No Fractional Shares or Scrip.  No fractional shares or scrip representing fractional shares shall be issued upon the exercise of this Warrant.  In lieu of issuance of a fractional share upon any exercise hereunder, the Company will either round up to nearest whole number of shares or pay the cash value of that fractional share calculated on the basis of the Fair Market Value.  “Fair Market Value” shall equal the average closing price of the Common Stock on the principal market or exchange on which it is quoted or admitted or listed for trading for the 5 trading days preceding the date of determination or, if the Common Stock is not quoted, listed or admitted for trading on any market or exchange, and the average price cannot be determined as contemplated above, the Fair Market Value of the Common Stock shall be as reasonably determined in good faith by the Company’s Board of Directors .
 
5.

Dataset rows:
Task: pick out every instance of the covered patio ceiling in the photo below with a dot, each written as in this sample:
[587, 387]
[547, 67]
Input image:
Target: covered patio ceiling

→ **WHAT THE TASK REQUIRES**:
In the warrant clause on fractional shares, what two options does the Company have instead of issuing a fractional share? These records were drawn from a separate source.

→ **PROBLEM SOLUTION**:
The Company will either round up to the nearest whole number of shares or pay the cash value of the fractional share, calculated on the basis of the Fair Market Value.